## TEXTO PARA LEITURA:
+---+

As condições em que os alunos de Cinema da UFS enfrentam para produzir os seus trabalhos, acabam, por vezes, inserindo uma percepção de que os filmes não possuem qualidade, pois são feitos com muitas gambiarras. “É um universo que parece ser distante. E também tem a questão da autoestima com os nossos projetos, se é bom mesmo, se eu tô fazendo só para ganhar pontos [nas disciplinas]. E quando a gente chega nesses lugares, é como uma validação da qualidade dos nossos projetos”, disse Antônio Rafael.
Antônio dirigiu “Cadê o mamulengo que tá aqui?”, um falso documentário que investiga o desaparecimento de artistas na cidade de Aracaju. O seu curta-metragem recebeu uma moção de aplausos pela Secretaria de Cultura de Sergipe, venceu dois prêmios de Melhor Curta Universitário, dois prêmios de Melhor Roteiro e um prêmio de Melhor Filme.
Em 2024, o Curso de Cinema da UFS completou 15 anos de existência e só após essas bodas de cristal, o curso recebeu, pela primeira vez, um auxílio financeiro para as produções. “Eu conversei diretamente com o reitor e disse ‘eu não quero mais meus alunos passando por problemas de sanidade, porque produzir filme é caro’. Da mesma forma que um geólogo tem que ir em um campo estudar o solo, o nosso trabalho de campo é produzir filme, e isso custa”, falou o professor Diogo.
Após conversas e mais conversas, a Reitoria da UFS disponibilizou um valor de R$ 400 para cada aluno matriculado nas disciplinas do interdisciplinar, o que somou cerca de R$ 8 mil. Isso ajudou a fazer produções com mais tranquilidade, que equipamentos fossem alugados e pessoas fossem pagas por seus trabalhos. “A minha luta agora é para isso continuar, para ver se a gente consegue manter e se incentivos como esse podem ir para os TCCs”, acrescentou Diogo.
O cinema como lugar de projeção
Vindo do município de Nossa Senhora do Socorro para Aracaju, Fellipe Paixão é a primeira pessoa do seu grupo familiar a se formar em uma universidade pública. Ao observar a comunidade em que viveu boa parte da sua vida, Fellipe foi construindo as ideias do seu filme “Pretinha”.
“Eu venho de um povoado isolado de Socorro, que a gente já vive essa realidade comunitária. Tem uma escola [pública e municipal], que eu conheço basicamente todas as pessoas que trabalham nela, e ela só funciona porque as pessoas fazem com que ela funcione, porque não chega nada [de recursos] do município, então é mais um lugar de observação e projeção”, contou Fellipe.

+---+

Registros de anotação de coordenadas:
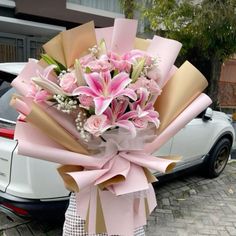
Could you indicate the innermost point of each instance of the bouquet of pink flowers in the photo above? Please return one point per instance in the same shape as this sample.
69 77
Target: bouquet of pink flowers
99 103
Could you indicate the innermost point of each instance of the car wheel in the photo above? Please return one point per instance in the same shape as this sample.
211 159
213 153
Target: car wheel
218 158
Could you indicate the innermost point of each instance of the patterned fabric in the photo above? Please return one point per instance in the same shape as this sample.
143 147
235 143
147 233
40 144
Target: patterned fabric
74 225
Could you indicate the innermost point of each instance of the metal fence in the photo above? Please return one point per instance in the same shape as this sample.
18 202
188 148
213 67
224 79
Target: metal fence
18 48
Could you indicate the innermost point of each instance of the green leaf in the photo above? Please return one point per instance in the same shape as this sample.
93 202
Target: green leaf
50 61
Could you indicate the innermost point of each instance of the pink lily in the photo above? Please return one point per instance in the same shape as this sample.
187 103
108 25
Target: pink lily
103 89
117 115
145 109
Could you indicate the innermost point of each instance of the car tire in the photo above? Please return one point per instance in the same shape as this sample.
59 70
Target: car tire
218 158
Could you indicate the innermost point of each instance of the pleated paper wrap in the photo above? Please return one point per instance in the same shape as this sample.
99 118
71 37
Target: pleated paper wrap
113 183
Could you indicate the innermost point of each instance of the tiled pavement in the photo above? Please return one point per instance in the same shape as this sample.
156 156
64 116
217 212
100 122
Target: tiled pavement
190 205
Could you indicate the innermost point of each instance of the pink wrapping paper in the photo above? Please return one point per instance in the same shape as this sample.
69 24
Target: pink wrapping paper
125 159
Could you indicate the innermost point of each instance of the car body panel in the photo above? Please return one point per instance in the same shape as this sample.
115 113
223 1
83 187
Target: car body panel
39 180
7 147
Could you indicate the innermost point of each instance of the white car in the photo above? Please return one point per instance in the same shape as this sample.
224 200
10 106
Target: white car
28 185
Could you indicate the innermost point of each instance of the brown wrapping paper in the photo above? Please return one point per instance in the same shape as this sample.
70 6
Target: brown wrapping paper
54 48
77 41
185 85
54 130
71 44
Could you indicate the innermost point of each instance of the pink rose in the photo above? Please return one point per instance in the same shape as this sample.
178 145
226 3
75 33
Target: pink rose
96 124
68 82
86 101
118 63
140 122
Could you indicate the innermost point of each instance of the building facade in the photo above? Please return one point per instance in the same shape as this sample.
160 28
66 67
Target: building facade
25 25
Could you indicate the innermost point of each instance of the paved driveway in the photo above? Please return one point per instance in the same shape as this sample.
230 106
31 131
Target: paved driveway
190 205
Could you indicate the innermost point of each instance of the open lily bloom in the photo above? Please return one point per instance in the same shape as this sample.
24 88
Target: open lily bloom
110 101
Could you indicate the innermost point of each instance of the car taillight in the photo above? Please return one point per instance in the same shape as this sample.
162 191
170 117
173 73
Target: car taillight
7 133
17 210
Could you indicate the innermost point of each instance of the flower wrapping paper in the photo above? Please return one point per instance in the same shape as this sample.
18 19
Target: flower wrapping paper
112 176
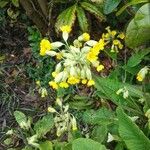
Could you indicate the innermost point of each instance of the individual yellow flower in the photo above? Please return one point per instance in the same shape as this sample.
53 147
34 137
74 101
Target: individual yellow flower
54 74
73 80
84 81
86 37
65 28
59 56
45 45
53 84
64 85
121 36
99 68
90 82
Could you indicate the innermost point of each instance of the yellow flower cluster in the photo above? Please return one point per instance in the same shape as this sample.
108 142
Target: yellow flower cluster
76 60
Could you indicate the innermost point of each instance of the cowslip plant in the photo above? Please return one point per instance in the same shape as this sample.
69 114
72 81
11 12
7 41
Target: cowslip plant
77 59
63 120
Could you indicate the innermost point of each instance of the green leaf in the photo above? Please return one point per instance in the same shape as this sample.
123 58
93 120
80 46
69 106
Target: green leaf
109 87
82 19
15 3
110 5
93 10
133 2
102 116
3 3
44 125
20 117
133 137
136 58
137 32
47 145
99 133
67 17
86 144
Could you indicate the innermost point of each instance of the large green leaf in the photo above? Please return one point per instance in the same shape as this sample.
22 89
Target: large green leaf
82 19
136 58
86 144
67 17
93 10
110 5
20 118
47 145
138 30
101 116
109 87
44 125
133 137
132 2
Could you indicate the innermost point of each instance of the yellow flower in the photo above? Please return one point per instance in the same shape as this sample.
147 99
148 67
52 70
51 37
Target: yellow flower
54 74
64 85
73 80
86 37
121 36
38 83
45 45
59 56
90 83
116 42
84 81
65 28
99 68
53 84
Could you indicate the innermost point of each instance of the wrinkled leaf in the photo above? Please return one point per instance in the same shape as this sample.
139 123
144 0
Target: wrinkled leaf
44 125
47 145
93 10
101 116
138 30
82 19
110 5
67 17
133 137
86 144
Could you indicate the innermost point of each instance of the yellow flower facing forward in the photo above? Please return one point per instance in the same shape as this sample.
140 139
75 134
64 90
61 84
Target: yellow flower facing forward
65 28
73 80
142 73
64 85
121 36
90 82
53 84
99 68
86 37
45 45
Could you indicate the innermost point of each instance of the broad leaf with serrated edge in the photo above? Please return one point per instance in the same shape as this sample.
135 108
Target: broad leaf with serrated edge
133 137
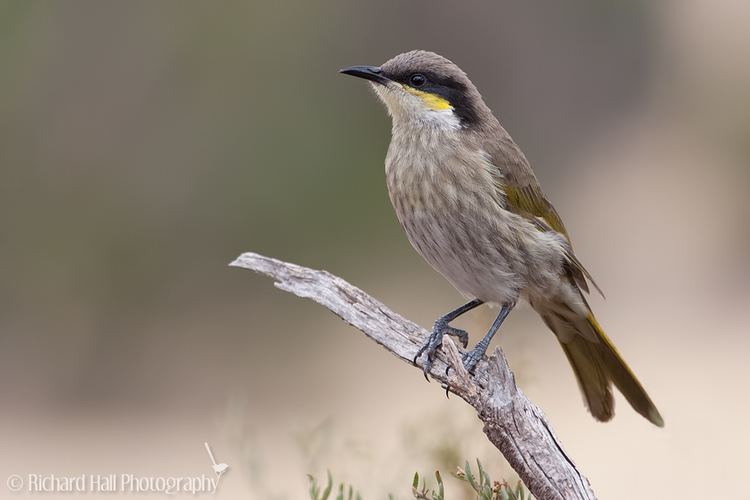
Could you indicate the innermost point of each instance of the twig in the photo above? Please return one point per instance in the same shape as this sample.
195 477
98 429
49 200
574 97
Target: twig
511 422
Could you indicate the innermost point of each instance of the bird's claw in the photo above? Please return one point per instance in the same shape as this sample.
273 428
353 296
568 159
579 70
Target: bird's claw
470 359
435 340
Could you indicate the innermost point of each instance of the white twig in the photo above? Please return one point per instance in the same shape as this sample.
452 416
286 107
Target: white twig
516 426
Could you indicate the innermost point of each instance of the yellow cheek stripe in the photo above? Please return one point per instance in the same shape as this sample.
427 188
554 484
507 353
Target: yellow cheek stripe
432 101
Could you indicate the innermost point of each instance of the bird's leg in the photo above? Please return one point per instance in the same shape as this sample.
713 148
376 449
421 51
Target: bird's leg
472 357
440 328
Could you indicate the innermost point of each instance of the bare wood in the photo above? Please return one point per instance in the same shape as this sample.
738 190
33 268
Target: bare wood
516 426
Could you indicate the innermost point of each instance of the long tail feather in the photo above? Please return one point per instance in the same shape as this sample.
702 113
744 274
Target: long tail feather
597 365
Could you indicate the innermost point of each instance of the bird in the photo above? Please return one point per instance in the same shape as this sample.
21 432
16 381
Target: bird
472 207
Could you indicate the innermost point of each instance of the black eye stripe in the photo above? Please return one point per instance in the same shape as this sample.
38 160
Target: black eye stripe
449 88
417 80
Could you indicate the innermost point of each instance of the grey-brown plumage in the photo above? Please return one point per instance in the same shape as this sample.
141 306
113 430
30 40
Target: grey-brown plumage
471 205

+---+

## QUESTÃO PROPOSTA 1:
Diga se cada afirmação a seguir está de acordo com o texto para leitura, respondendo sim ou não e citando as palavras do texto que decidem a questão: (a) O curso de Cinema da UFS completou 15 anos em 2024. (b) A Reitoria da UFS liberou R$ 800 para cada aluno matriculado. (c) Fellipe Paixão é a primeira pessoa do seu grupo familiar a se formar em uma universidade pública.
## QUESTÃO PROPOSTA 2:
Informe todas as linhas da listagem em que aparece a palavra "with".

## RESPOSTA ESCRITA 1:
(a) Sim: "Em 2024, o Curso de Cinema da UFS completou 15 anos de existência".
(b) Não: "a Reitoria da UFS disponibilizou um valor de R$ 400 para cada aluno matriculado nas disciplinas do interdisciplinar".
(c) Sim: "Fellipe Paixão é a primeira pessoa do seu grupo familiar a se formar em uma universidade pública".

## RESPOSTA ESCRITA 2:
Could you indicate the innermost point of each instance of the broad leaf with serrated edge in the photo above? Please return one point per instance in the same shape as this sample.
Target: broad leaf with serrated edge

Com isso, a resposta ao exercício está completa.